Re: [sqlalchemy] How to SELECT computed data using SQLAlchemy?

'Daniel Grindrod' via sqlalchemy Tue, 14 Dec 2021 09:26:24 -0800

Hi Michael,

Thanks for such a quick reply.
I enjoyed reading it! I actually inherited this API (I swear I'm not just 
making excuses!) from a colleague who left a few months earlier, so it's 
very much been a case of 'Figuring it out as I go along'.


Apologies for the incomplete code - despite it not being particularly 
exciting code, I wanted to double check that I'm allowed to post it 
publicly. 
So the original (complete) code for this function is as follows:

def similar_structure_matches(smiles, similarity_threshold): 

  struc_sim_query = db.select([structures_tbl, text(":q_smiles as 
query_smiles, jc_tanimoto(canonical_smiles, :q_smiles) as 
similarity").bindparams(q_smiles=smiles)]). \      
where(text("jc_tanimoto(canonical_smiles, :q_smiles) >= :q_sim"). 
bindparams(q_smiles=smiles, q_sim=similarity_threshold)) 

  struc_sim_res = struc_sim_query.execute().fetchall()

  if len(struc_sim_res) ==   0: 
    return '', 204 

returnMatchLimaSchema(many=True).dump(struc_sim_res) 

The above code is used to generate tanimoto (similarity) scores for the 
queried structure against each structure in the database( SMILES describe 
chemical structures).
As I understand it, the jc_tanimoto function comes from the Chemaxon 
Cartridge which we have installed on our Oracle server (Cartridge API | 
ChemAxon Docs 
<https://docs.chemaxon.com/display/docs/cartridge-api.md#src-1803469-cartridgeapi-jc-tanimoto>
).

I'm not entirely sure how to call this function, without it being wrapped 
by text().
------------------------------------
- OBJECTIVE
Please retype, word for word, the section of the SQLAlchemy forum post that opens with the words containing "Thanks for such" and closes with "I go along'.".

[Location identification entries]
------------------------------------
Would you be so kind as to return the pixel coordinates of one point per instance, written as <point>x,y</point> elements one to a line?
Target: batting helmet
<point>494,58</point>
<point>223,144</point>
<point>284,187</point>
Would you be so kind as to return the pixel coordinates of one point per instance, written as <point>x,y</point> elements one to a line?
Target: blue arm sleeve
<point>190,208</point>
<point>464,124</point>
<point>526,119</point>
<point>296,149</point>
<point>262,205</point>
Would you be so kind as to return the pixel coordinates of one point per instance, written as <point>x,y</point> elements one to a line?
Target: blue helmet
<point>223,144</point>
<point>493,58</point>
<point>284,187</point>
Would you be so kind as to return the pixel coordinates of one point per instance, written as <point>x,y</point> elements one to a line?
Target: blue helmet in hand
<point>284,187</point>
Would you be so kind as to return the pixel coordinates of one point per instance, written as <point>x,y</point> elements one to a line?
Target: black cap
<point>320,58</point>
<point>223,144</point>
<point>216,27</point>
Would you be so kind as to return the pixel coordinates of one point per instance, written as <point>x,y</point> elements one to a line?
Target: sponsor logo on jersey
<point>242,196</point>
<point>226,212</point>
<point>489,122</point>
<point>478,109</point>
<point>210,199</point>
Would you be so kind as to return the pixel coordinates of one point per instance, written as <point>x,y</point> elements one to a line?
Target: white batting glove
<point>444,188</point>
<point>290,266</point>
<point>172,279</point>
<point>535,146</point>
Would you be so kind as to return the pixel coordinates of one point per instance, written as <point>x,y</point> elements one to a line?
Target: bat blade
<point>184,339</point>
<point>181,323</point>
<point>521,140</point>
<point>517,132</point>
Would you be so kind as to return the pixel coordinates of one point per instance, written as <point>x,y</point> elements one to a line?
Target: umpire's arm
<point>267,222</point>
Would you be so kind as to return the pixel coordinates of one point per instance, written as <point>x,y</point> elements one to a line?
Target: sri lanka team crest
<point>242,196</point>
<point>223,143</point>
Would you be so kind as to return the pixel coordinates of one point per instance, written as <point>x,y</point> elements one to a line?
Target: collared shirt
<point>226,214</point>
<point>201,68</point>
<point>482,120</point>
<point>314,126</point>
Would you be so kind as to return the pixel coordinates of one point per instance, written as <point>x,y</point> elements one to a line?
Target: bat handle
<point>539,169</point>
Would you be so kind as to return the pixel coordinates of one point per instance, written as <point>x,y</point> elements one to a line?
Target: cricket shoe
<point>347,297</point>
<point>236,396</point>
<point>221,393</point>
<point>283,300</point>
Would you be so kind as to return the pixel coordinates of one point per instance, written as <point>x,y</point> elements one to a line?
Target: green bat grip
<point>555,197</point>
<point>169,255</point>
------------------------------------
- SOLUTION
Thanks for such a quick reply.
I enjoyed reading it! I actually inherited this API (I swear I'm not just 
making excuses!) from a colleague who left a few months earlier, so it's 
very much been a case of 'Figuring it out as I go along'.